:: Aim ::
Copy every line of the records below word for word, leaving out the pictures.

Location labeling records
=-=-=-=-=
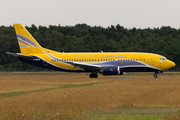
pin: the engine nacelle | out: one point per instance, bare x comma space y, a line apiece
111, 70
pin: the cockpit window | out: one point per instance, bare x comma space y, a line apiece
162, 58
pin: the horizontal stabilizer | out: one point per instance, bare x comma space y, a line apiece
19, 55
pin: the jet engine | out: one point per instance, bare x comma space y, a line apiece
111, 70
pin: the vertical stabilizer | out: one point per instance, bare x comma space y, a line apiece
27, 44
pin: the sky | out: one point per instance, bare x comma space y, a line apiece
127, 13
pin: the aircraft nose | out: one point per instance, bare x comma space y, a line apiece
171, 64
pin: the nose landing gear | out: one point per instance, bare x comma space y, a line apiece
155, 75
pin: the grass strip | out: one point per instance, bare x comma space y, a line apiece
10, 94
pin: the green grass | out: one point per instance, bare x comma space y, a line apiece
132, 113
10, 94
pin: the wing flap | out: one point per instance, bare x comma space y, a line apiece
19, 55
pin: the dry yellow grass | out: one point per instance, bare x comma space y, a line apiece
43, 94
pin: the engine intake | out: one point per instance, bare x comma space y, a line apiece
111, 70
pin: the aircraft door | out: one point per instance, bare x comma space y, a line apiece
151, 60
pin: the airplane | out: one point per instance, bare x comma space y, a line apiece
106, 63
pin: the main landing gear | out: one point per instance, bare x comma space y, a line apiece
155, 75
93, 75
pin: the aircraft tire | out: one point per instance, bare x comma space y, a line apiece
93, 75
155, 75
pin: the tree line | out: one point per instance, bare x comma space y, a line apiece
84, 38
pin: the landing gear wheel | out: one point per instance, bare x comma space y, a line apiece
93, 75
155, 75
=-=-=-=-=
:: Right answer ::
pin: the engine nacelle | out: one point per instance, bare x comma space y, a line apiece
111, 70
pin: the cockpit window | out: one point per instance, bare x comma space y, a line apiece
162, 58
pin: the horizontal stabilizer | out: one point per instance, bare x comma space y, a line apiece
19, 55
pin: the jet engine | out: one point per instance, bare x comma space y, a line apiece
111, 70
pin: the vertical stabilizer | out: one point per instance, bare x comma space y, a line apiece
27, 44
pin: the sky | out: one point per instance, bare x comma space y, a line apiece
127, 13
pin: the aircraft nose | out: one point per instance, bare x comma space y, a line apiece
171, 64
pin: the nose landing gear | out: one point per instance, bare x comma space y, a line apiece
155, 75
pin: the grass strip | out: one point per instance, bare x comma space y, a line apiece
10, 94
pin: the green grass | out: one point per instance, bare x comma space y, a line apiece
132, 113
10, 94
pin: the wing flap | out: one point per instance, bare x comma space y, a line apiece
19, 55
pin: the dry yellow grass | out: one point per instance, bare x comma space y, a line apiece
43, 94
pin: the engine intake | out: one point per instance, bare x comma space y, a line apiece
111, 70
pin: the aircraft door | out: one point per instance, bare x comma space y, a line apiece
151, 60
pin: the airplane | out: one point per instance, bare x comma space y, a line apiece
106, 63
pin: the main landing gear | out: one point per instance, bare x comma space y, a line apiece
155, 75
93, 75
pin: the aircraft tire | out: one point per instance, bare x comma space y, a line apiece
93, 75
155, 75
pin: the tree line | out: one point per instance, bare x comma space y, a line apiece
84, 38
pin: the landing gear wheel | out: one point per instance, bare x comma space y, a line apiece
93, 75
155, 75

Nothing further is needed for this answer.